>> begin Recorded data

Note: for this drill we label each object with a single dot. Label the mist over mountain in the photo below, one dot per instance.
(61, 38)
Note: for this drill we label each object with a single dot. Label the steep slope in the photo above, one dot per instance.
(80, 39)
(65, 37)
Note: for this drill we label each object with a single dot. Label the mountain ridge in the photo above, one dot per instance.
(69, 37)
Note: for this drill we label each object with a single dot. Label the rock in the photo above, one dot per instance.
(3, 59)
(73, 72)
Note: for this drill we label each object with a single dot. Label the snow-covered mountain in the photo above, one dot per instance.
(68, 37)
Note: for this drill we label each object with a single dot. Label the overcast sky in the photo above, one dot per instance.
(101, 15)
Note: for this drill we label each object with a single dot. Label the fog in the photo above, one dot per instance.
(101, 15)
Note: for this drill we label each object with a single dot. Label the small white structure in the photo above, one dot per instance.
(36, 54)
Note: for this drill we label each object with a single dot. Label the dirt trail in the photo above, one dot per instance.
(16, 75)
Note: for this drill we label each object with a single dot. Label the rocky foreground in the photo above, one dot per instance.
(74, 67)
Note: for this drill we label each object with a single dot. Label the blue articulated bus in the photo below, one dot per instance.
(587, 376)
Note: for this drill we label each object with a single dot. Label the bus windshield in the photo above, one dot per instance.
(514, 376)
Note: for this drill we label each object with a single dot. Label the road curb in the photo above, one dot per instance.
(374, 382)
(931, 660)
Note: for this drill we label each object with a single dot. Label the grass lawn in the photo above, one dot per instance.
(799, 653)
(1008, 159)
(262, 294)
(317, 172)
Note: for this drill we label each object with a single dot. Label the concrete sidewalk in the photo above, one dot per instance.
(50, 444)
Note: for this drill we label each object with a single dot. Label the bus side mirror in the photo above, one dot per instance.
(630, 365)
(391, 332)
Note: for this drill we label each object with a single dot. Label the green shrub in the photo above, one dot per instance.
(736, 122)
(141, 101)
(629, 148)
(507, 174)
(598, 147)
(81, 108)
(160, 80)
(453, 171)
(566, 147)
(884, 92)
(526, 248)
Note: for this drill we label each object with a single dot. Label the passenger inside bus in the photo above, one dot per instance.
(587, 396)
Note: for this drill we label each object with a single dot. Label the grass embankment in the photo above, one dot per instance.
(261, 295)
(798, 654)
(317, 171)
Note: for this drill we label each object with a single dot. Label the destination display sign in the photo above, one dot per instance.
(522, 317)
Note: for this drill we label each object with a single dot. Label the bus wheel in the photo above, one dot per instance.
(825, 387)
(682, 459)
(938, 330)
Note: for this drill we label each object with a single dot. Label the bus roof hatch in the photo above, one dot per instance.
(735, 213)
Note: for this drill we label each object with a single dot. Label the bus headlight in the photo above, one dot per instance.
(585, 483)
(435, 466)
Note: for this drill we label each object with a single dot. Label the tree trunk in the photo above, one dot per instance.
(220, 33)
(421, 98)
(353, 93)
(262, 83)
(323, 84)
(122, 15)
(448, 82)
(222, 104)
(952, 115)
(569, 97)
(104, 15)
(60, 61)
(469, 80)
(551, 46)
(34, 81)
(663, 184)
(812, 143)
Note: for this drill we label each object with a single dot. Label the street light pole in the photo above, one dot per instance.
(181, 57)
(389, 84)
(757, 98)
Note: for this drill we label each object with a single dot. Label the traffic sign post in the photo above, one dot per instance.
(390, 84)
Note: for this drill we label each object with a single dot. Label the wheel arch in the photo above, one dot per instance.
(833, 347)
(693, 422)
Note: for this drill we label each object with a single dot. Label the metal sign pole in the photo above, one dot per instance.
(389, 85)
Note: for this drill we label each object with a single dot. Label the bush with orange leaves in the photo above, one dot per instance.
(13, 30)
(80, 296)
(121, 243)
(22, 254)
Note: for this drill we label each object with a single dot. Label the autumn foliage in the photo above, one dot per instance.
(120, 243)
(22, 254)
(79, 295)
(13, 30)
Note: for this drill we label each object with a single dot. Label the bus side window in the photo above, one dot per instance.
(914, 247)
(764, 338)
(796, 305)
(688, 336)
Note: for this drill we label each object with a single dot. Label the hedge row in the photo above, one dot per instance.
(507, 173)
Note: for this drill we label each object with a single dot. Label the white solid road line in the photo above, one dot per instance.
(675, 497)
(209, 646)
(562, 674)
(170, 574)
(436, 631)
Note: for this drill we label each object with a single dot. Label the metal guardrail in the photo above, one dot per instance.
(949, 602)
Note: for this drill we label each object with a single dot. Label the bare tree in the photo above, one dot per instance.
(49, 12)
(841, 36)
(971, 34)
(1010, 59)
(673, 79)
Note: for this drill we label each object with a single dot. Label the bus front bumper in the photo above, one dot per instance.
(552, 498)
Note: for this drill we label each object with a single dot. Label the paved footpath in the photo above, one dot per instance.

>> end Recorded data

# Brief
Each entry is to be returned in full, character for character.

# Solved exercise
Note: for this drill we label each object with a single dot. Label the mist over mountain in the photo below, one dot per instance.
(61, 38)
Note: for this drill we label each object with a single dot. Label the steep slope in the photo above, one dot per instance.
(80, 39)
(65, 37)
Note: for this drill we label each object with a single dot. Label the mountain ridge in the photo above, one dot per instance.
(69, 37)
Note: for this drill we label each object with a single dot. Label the rock in the photo above, one dot per instance.
(3, 59)
(73, 72)
Note: for this drill we label each object with a single dot. Label the snow-covered mountain in the photo above, one dot per instance.
(68, 37)
Note: for this drill we label each object with a single dot. Label the overcast sky in the photo above, one dot per instance.
(101, 15)
Note: for this drill we label each object with a single dot. Label the fog in the photo above, one dot per instance.
(101, 15)
Note: for this drill we label each object with a single dot. Label the small white structure in the photo above, one dot per instance.
(36, 54)
Note: for this drill we label each object with a single dot. Label the dirt trail in the photo above, one dot per instance.
(16, 75)
Note: for this drill we label each object with a single dot. Label the rocky foreground in the photo above, one dot per instance.
(74, 67)
Note: for this drill we label each object with a single dot. Label the blue articulated bus in the photo below, one dot per instance.
(587, 376)
Note: for this drill we label each object with a single dot. Label the bus windshield in the photo above, one dot per instance.
(514, 376)
Note: for this drill we label each object with a single dot. Label the road curb in the photo above, one dot per instance.
(374, 382)
(931, 660)
Note: for this drill we label each object with a single dot. Label the grass lawn in the photo above, one dot per instance.
(799, 653)
(1008, 159)
(262, 294)
(317, 172)
Note: for this drill we label each object with a single dot. Label the concrete sidewalk in the photo above, one dot per instance.
(50, 444)
Note: for this drill we label each object with a single dot. Label the bus side mirror in the photo above, one dot per instance.
(630, 365)
(391, 332)
Note: for this drill we label each object with a single dot. Label the green shrub in the photo above, one dot per instance.
(736, 122)
(141, 101)
(629, 148)
(507, 174)
(598, 147)
(81, 108)
(160, 80)
(453, 171)
(566, 147)
(884, 92)
(526, 248)
Note: for this drill we label each object with a single dot. Label the passenger inside bus in the photo above, one dot per instance.
(587, 396)
Note: for this drill we label each object with a single dot. Label the grass embankment in the photo above, one dot per instance.
(261, 295)
(798, 654)
(317, 171)
Note: for this drill we label each object with a single dot. Label the destination display sign in the photo above, one dot per instance.
(522, 317)
Note: for this drill we label each object with a single dot. Label the bus wheel in the photo above, one dot per instance.
(825, 387)
(682, 459)
(938, 330)
Note: for this drill we label each object with a single dot. Label the bus roof hatch in the photo above, one dot per instance.
(735, 213)
Note: for this drill we label each object with a single dot. Label the bus headlight in the photo above, one dot per instance.
(585, 483)
(435, 466)
Note: for this drill we label each object with a single dot. Label the tree trunk in the photo above, one dot per instance.
(220, 33)
(421, 98)
(353, 93)
(262, 83)
(323, 84)
(122, 15)
(448, 82)
(222, 104)
(952, 115)
(569, 97)
(104, 15)
(60, 61)
(469, 80)
(551, 46)
(34, 81)
(663, 184)
(812, 143)
Note: for this drill we label each object with a single dot. Label the street light pole in the photo above, one dot per instance.
(181, 57)
(389, 84)
(757, 98)
Note: for this drill we label each object with a single dot. Label the traffic sign post in the photo above, one dot per instance.
(390, 84)
Note: for this drill we label each object with a single dot. Label the wheel arch in the photo above, one dot per instance.
(833, 347)
(693, 422)
Note: for this drill we label each object with a single dot. Label the metal sign pole in the photo above, one dot per instance.
(389, 85)
Note: for this drill we label each object with a single dot. Label the bush with orange leaves in the photo above, one dot per instance.
(13, 30)
(80, 296)
(121, 243)
(22, 254)
Note: for this drill we label each object with a single dot. Label the autumn foliage in the photo above, one dot per instance.
(120, 243)
(22, 254)
(79, 295)
(13, 30)
Note: for this drill we label each object with a single dot. Label the bus side window in the photo above, one dot per instance.
(914, 247)
(764, 338)
(796, 305)
(688, 336)
Note: for this drill we label each object with a single dot. Label the hedge row in the photo above, one dot per instance.
(507, 173)
Note: for this drill we label each object with a single dot. Label the white solid road line in the photo above, one dot per instance.
(675, 497)
(209, 646)
(562, 674)
(170, 574)
(436, 631)
Note: for this drill we label each object with a single dot. Label the metal guardrail in the photo above, one dot per instance.
(949, 602)
Note: for this drill we label each object with a single dot. Label the bare tree in the photo above, one dot per instance.
(49, 12)
(841, 36)
(971, 34)
(1010, 59)
(673, 79)
Note: for this drill we label each object with a single dot. Label the bus front bumper in the photo above, one dot per instance.
(552, 498)
Note: for this drill we label each object with a single dot. Label the paved footpath in the photo above, one dot per instance.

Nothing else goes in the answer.